### Entries
--

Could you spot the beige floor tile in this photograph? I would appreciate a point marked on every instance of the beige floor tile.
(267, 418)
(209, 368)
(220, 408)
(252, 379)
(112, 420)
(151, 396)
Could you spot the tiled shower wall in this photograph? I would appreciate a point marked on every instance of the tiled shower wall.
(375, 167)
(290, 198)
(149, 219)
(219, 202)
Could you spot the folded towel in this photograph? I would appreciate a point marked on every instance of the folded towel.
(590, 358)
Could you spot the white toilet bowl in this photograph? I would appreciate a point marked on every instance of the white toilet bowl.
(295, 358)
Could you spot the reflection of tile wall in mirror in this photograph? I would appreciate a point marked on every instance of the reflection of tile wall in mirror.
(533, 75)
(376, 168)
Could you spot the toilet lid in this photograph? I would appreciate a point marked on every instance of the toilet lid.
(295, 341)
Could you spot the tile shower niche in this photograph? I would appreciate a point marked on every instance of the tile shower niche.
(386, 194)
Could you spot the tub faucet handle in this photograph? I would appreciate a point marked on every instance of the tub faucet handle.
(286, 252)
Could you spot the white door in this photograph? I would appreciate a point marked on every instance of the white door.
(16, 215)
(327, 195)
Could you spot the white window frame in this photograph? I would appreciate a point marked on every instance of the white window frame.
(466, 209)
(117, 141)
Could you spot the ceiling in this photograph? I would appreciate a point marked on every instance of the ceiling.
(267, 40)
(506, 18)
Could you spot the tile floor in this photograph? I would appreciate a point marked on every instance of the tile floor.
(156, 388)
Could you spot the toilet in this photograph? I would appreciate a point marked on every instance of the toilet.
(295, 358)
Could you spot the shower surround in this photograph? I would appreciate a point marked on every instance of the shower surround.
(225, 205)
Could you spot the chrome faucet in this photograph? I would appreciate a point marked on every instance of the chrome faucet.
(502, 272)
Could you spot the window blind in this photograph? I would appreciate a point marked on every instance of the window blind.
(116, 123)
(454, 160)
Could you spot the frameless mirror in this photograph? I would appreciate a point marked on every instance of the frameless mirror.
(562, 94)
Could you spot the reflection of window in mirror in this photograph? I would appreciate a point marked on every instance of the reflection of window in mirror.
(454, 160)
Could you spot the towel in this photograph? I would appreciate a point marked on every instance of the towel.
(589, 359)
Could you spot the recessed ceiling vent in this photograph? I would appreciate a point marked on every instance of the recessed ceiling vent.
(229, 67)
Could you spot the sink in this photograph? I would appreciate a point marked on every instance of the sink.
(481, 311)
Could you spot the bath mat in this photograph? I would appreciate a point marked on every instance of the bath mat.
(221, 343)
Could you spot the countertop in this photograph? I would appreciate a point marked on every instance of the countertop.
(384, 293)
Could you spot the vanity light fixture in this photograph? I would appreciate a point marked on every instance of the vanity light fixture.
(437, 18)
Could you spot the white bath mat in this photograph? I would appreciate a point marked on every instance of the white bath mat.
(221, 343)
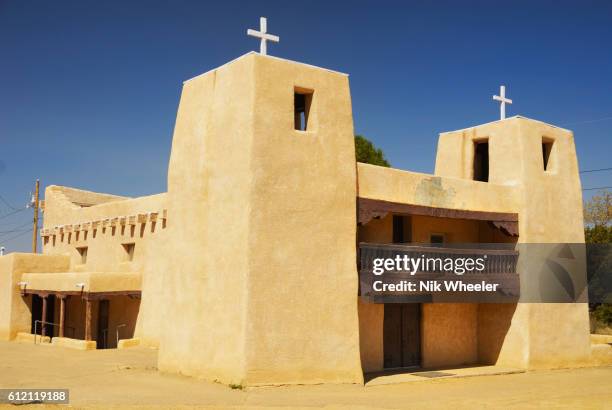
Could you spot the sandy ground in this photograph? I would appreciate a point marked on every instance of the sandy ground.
(121, 378)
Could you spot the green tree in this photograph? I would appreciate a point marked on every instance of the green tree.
(598, 210)
(598, 230)
(368, 153)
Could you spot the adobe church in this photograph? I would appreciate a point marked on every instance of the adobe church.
(247, 270)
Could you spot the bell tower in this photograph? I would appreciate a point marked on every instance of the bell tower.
(540, 161)
(261, 189)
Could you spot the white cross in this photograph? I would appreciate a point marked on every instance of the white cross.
(503, 100)
(263, 27)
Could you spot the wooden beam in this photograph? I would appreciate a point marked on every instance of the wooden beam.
(43, 331)
(62, 299)
(88, 303)
(368, 208)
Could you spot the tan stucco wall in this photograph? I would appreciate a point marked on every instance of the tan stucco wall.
(259, 219)
(371, 319)
(105, 252)
(445, 191)
(15, 313)
(449, 334)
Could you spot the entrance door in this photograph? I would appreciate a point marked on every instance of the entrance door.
(103, 324)
(37, 303)
(402, 335)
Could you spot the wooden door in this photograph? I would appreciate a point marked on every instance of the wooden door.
(402, 335)
(103, 330)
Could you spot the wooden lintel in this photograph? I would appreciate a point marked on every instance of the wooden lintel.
(368, 209)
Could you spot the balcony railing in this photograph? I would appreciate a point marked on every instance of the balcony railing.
(498, 267)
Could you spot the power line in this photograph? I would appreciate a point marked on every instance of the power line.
(15, 237)
(16, 229)
(590, 121)
(596, 170)
(7, 203)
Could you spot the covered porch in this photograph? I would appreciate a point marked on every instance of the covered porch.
(407, 332)
(99, 308)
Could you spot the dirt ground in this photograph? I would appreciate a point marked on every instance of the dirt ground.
(128, 378)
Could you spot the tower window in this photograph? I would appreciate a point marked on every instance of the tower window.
(82, 254)
(129, 251)
(546, 150)
(481, 160)
(302, 99)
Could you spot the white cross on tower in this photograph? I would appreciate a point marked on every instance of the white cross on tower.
(503, 101)
(263, 27)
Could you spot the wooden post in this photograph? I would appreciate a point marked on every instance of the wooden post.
(43, 331)
(35, 229)
(62, 314)
(87, 319)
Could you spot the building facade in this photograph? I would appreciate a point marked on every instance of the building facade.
(246, 270)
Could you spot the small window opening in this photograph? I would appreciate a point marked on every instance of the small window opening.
(302, 100)
(83, 254)
(546, 150)
(436, 239)
(129, 251)
(481, 161)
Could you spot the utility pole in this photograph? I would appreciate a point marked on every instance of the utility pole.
(35, 228)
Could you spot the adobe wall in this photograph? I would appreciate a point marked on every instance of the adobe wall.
(550, 211)
(105, 253)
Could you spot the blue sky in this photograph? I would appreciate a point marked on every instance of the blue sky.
(89, 90)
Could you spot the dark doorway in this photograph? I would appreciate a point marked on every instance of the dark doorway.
(402, 335)
(402, 229)
(481, 161)
(37, 315)
(102, 338)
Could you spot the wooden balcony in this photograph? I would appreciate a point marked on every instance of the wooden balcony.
(500, 269)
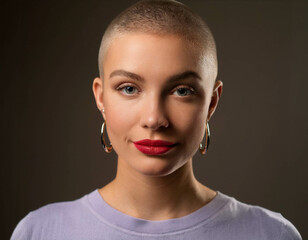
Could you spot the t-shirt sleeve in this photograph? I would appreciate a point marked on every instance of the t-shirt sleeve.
(23, 229)
(289, 232)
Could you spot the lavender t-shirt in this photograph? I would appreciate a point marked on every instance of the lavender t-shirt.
(90, 217)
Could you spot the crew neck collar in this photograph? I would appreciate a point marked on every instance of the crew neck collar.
(126, 222)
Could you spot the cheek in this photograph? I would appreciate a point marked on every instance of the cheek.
(119, 118)
(190, 121)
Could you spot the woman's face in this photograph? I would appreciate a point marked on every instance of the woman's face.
(154, 88)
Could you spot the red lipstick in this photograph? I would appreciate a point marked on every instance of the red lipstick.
(153, 147)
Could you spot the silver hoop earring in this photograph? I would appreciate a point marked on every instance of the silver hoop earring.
(107, 149)
(204, 148)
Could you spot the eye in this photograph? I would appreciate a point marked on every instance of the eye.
(183, 91)
(128, 89)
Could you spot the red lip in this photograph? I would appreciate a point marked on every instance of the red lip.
(153, 147)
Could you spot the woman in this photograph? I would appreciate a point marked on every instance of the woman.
(157, 91)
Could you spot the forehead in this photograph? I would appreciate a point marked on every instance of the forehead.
(146, 53)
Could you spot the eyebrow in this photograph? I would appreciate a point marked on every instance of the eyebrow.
(177, 77)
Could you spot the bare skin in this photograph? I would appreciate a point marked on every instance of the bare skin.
(155, 187)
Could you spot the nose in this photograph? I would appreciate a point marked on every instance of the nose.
(153, 115)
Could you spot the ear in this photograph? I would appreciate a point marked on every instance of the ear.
(97, 88)
(217, 91)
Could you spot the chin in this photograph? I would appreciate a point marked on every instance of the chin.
(156, 168)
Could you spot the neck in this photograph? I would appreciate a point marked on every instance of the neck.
(156, 198)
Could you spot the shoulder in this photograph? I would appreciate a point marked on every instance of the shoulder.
(265, 223)
(49, 219)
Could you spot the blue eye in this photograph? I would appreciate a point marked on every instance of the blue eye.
(183, 92)
(129, 90)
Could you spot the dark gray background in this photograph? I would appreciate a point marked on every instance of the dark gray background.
(50, 147)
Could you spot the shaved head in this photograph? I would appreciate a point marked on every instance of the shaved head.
(163, 17)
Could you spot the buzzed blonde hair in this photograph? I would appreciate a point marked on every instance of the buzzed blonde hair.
(162, 17)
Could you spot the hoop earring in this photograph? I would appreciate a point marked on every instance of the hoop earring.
(203, 149)
(107, 149)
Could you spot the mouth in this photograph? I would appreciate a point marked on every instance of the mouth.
(154, 147)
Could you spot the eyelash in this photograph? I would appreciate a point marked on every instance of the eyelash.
(122, 88)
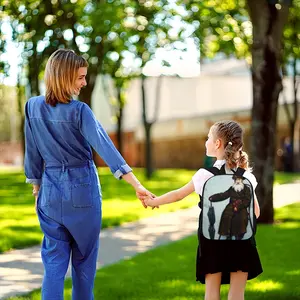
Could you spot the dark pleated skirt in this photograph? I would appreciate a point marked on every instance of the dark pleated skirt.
(214, 256)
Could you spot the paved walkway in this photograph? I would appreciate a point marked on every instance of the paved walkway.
(21, 270)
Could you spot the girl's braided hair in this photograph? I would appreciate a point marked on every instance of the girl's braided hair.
(231, 134)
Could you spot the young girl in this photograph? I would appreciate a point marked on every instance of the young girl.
(221, 262)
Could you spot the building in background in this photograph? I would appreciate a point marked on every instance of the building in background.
(187, 109)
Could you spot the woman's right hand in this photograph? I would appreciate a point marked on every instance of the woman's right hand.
(142, 193)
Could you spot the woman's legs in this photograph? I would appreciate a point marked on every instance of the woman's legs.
(238, 282)
(212, 286)
(55, 255)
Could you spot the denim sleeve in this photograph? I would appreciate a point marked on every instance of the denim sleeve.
(97, 137)
(33, 162)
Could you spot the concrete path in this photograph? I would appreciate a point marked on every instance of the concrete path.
(22, 271)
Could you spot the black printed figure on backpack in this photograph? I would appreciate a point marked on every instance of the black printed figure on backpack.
(234, 219)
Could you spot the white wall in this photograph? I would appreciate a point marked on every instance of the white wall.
(181, 99)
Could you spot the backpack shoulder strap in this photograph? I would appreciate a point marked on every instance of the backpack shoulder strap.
(240, 171)
(215, 170)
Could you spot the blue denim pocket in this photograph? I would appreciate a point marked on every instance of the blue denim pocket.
(44, 197)
(81, 195)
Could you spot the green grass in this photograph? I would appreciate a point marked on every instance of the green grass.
(282, 178)
(168, 272)
(19, 226)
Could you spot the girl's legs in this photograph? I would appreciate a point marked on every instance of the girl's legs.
(212, 286)
(238, 282)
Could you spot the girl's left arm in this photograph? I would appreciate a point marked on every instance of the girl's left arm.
(256, 207)
(172, 196)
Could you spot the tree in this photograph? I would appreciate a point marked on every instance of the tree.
(224, 26)
(291, 57)
(151, 27)
(268, 21)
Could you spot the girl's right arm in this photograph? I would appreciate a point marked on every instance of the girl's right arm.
(256, 207)
(172, 196)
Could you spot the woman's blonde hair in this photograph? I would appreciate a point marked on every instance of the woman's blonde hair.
(231, 134)
(60, 75)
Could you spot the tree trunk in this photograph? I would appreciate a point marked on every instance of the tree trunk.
(86, 93)
(20, 97)
(295, 131)
(120, 120)
(147, 127)
(33, 74)
(268, 23)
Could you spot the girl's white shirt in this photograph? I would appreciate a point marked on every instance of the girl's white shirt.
(202, 175)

--

### Challenge
In the records above, locate the line that contains "Could you spot the black". Repeat it and every line after it, exactly, and nothing else.

### Response to this task
Could you spot the black printed figure on backpack in this photograph? I would appreciate a point marked on every instance of the black printed figure on backpack.
(234, 219)
Could you spot the white wall in this photograph? I would appreciate a point marked on every instance of the white wall.
(181, 99)
Could you spot the backpack shoulder strap in this photograph? I would appreciate a point marked on every instance of the backpack shoulder strap.
(240, 171)
(215, 170)
Could you spot the blue denim pocket in this photograph? I would appreciate a point marked on every instance of the blue denim pocket.
(44, 197)
(81, 195)
Could you spot the green grass in this photograph? I would appreciate a point marked on every instance of the green grass.
(282, 178)
(168, 272)
(19, 226)
Could you spot the girl's legs in this photograph? I would appreciate a point marked on every instance of the girl's legs.
(212, 286)
(238, 282)
Could you spot the girl's left arm in this photograph? I would appreciate a point marked on every instance of the girl's left arm.
(256, 207)
(172, 196)
Could you spot the tree in this photograph? I would appreciate a point marked on every instance of the tree.
(224, 26)
(291, 57)
(151, 27)
(268, 21)
Could you spot the girl's right arm in this photograph? I would appreciate a point marked on every instance of the girl's right arm.
(256, 207)
(172, 196)
Could you spot the woman's blonde hair in this photograph? I would appreciate a point marked on every instance of the woman's blonde hair.
(231, 134)
(60, 75)
Could you spot the tree trunk in this photograph? I would appreciate a point marked on every instance of the tree trunk.
(86, 93)
(20, 97)
(295, 131)
(120, 120)
(147, 127)
(33, 74)
(268, 23)
Could you spot the girl's white shirt in this photograph? I would appreciate a point marked on every instance of the girl's white shirt.
(202, 175)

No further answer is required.